▶ _QUELLE_
□ □ □ □
Ich habe vor kurzem noch einige packete installiert, wobei andere schon nicht kompilierbar waren. 

Ich hab auch mal die flags ausgestellt, obwohl ich das ganze system bis jetzt mit diesen flags kompiliert habe. geht trotzdem nicht.

Apache hab ich versucht nochmals zu emergen, bricht mit der selben fehlermeldung ab.

die Zeile "#error no decision has been made on APR_PATH_MAX for your platform" ist mir auch schon aufgefallen, aber in den Use-Flags stimmt soweit alles.

gcc bricht beim compilieren ab:

 *Quote:*   

> 
> 
> /var/tmp/portage/gcc-3.3.3/work/gcc-3.3.3/libiberty/fibheap.c:285: error: `LONG_MI
> 
>  undeclared (first use in this function)
> ...
□ □ □ □
▶ _AUSZÜGE DER EINTRÄGE_
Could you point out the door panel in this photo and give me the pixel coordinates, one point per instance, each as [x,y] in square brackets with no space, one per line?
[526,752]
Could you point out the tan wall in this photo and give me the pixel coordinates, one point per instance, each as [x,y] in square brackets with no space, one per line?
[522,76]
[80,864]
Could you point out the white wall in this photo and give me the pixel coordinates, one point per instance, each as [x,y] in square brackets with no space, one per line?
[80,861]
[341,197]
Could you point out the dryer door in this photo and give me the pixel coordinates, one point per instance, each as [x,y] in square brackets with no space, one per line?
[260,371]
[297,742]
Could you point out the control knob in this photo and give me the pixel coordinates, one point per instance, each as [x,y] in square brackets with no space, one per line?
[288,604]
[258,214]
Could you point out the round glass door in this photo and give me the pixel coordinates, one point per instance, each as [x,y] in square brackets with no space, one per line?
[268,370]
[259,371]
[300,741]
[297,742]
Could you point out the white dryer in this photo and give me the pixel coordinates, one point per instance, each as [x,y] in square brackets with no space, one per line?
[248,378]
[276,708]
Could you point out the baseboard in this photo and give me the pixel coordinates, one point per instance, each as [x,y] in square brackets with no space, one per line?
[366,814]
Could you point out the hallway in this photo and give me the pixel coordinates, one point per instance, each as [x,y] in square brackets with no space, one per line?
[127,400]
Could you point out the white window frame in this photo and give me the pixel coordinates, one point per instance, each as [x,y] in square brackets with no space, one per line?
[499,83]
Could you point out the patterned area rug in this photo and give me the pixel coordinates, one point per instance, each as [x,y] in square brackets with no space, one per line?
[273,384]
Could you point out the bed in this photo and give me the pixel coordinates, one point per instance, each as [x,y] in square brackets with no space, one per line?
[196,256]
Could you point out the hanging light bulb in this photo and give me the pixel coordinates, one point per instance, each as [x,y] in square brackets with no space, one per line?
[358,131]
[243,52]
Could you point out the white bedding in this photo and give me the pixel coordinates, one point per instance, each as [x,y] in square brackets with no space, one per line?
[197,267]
□ □ □ □
▶ _SCHRIFTLICHE AUFGABE 1_
Prüfe anhand des Beitrags, ob diese Aussagen stimmen: (a) Nach dem Ausstellen der Flags funktioniert es. (b) Beim erneuten Emergen von Apache tritt dieselbe Fehlermeldung auf. (c) In den Use-Flags wurde ein Fehler entdeckt. Antworte jeweils mit Ja oder Nein und zitiere die entscheidenden Worte.
▶ _SCHRIFTLICHE AUFGABE 2_
Gib den Beitrag von „Apache hab ich“ bis einschließlich „in this function)“ wortgetreu wieder.
Die Einträge braucht man hier nicht.

▶ _LÖSUNG 1_
(a) Nein: „geht trotzdem nicht."
(b) Ja: „bricht mit der selben fehlermeldung ab."
(c) Nein: „aber in den Use-Flags stimmt soweit alles."

▶ _LÖSUNG 2_
Apache hab ich versucht nochmals zu emergen, bricht mit der selben fehlermeldung ab.

die Zeile "#error no decision has been made on APR_PATH_MAX for your platform" ist mir auch schon aufgefallen, aber in den Use-Flags stimmt soweit alles.

gcc bricht beim compilieren ab:

 *Quote:*   

> 
> 
> /var/tmp/portage/gcc-3.3.3/work/gcc-3.3.3/libiberty/fibheap.c:285: error: `LONG_MI
> 
>  undeclared (first use in this function)